### [Excerpt]
Testing the Sublime - The Work of Joanne Kyger

 
 


CALIFORNIA is an Asian, Latin, African and European inhabited diaspora, and Northern California, particularly Joanne Kyger's home in Bolinas - the small farming/fishing village/bird refuge on the Pacific north of San Francisco (an hour or so) overlooked by Mount Tamalpais - is a particular manifestation (deceptively appearing pastoral) in which much of the Indian population (not more than a hundred years ago) if not slaughtered was variously displaced leaving the geography a habitat of indigenous ghosts, ones that speak in her work through mostly cracked artifacts: dirty mortars, unexpected breezes in bushes and trees, and the fresh release of characters in recovered local Miwok Indian fables. Ironically there is the also unspoken ghost of Sir Francis Drake (the early Anglo-Euro Imperial scout) who, 1593, harbored north in a Point Reyes Estuary - a half-hour to the North - the same époque Shakespeare (an initial Modern) was writing and directing plays at The Globe(!) Theater.

She, a careful student of Tibetan, Chinese and Japanese religious art and practice. A close friend of Philip Whalen and Lew Welch, and married for a time to Gary Snyder, denizens of 1940's Reed College in Portland, Oregon in the Northwest; students of Lloyd Reynolds, a seminal calligrapher and student of Zen and later, friends and readers of Kenneth Rexroth, each a mentor with firm affections for the sublime revealed in natural landscapes, and a discomfort in Cities.

But Joanne is more complex than these associations. Though she will have associations with and influence from the visits of those talky, cranked-up New Yorkers (Ginsberg and Kerouac), her friendships and apprenticeships are equally, if not more close to the Berkeley Renaissance poets (Jack Spicer, Robert Duncan, Robin Blazer, George Stanley): Renaissance particularly in their apprenticeship to Greek classical myth and neo-classical English interpretations. These men - well-educated, intellectually combative, urban, gay, non-institutional, fiercely independent - undoubtedly provided model: a sense of heroic quest: an anarchism in standing outside institutions and making poetry for an independent state, a community of shared sensibility, a vanguard of consciousness. In addition, one must throw in the weight and force of Black Mountain, particularly the presence of Creeley and the mentorship of Olson: Bolinas, for a while in the early seventies, a Gloucester "on out" for many a soul from Olson's training in Buffalo.

### [Tasks and exercises]
1) In the essay on Joanne Kyger, what mountain overlooks Bolinas?
2) Can you condense the paragraph of the Kyger essay that begins "She, a careful student of Tibetan" into a shorter version that keeps its main facts?
3) Could you carry the essay on Joanne Kyger forward with a further passage that follows on from its final sentence?
The material after this point is separate from the essay on Joanne Kyger.

### [Data extract]
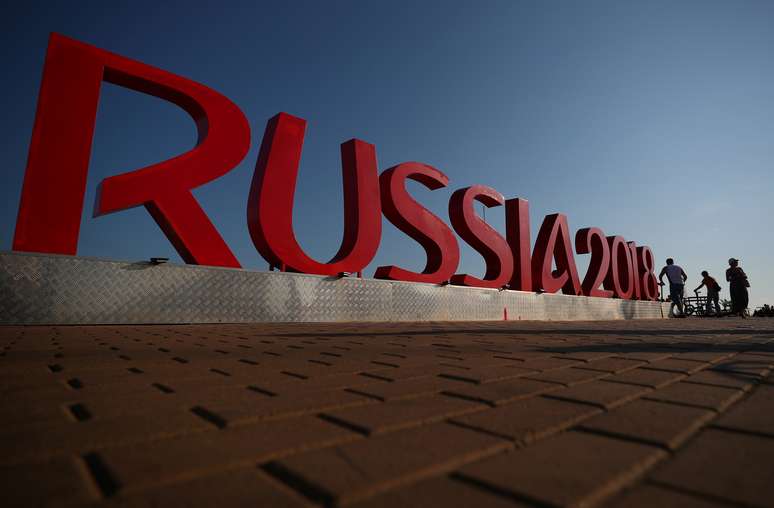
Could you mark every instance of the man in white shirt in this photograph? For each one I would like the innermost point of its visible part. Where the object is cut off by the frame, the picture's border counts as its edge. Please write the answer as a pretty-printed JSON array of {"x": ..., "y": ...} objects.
[{"x": 677, "y": 277}]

### [Answers to the problems]
1) Mount Tamalpais.

2) Kyger studied Tibetan, Chinese and Japanese religious art and practice. She was a close friend of Philip Whalen and Lew Welch and was married for a time to Gary Snyder. All three had been at Reed College in Portland, Oregon, in the 1940s, where they studied with Lloyd Reynolds, a calligrapher and student of Zen. They later befriended and read Kenneth Rexroth. These mentors loved the sublime in natural landscapes and were uneasy in cities.

3)
 
 

Kyger - cover of All This Every Day

Joanne first arrives in San Francisco in the mid-fifties, then considered (I understand) stunning, a fashion model with a theatrical sense of presence, initially shy as an apprentice, a bridge figure, a bride of sorts among them - she who will take ("marry") urban smarts with mythic intrigue and re-negotiate a stand on, within and among this Pacific space. One (with her poet partners) that will separate from the diasporic colonizing Euro/Yankee western agenda.

Were there others - that is women who precede Joanne in this space, or what defines it? There were certain California women at the turn of the Century, particularly after the 1906 San Francisco earthquake who arose within and around the Northern California versions of the Arts and Crafts movement. Among them Isadora Duncan, Annie Brigman, Juanita Miller, and Julia Morgan, who emerged in Berkeley and Oakland and framed their personae as creatures of Pan - without the wit or irony of Joanne, but certainly similar in her love, her reverence for and compliance with the shapes, spirits and movements of what is natural, what is sublime.

Isadora strove to have her body move as if it were shaped by the winds through the California pines; Juanita Miller (daughter of Joaquin Miller, the poet), starring in a film in Virginia City, refused to come down from the top of a tree at noon until she experienced (she told them) full intercourse with the sun; Annie Brigman, pictorialist and photographer making images of men and women in Greek attire in natural settings; architect Julia Morgan designing U.C. Berkeley's Greek theater and Hearst Castle, among many other Arcadian influenced shapes. This was a whole new (non-paranoid, non-Christian, non-materialist) pantheist way of looking at life on the western frontier, a view which must also include Theosophy - Madame Blavatsky, and, later, Robert Duncan's interest in H.D. and Jung - particularly the presence and interface, the unveiling ritual offered in one's dreams and seances, as in Spicer's practice of the Tarot and his fascination with the template of the quest in The Faerie Queen.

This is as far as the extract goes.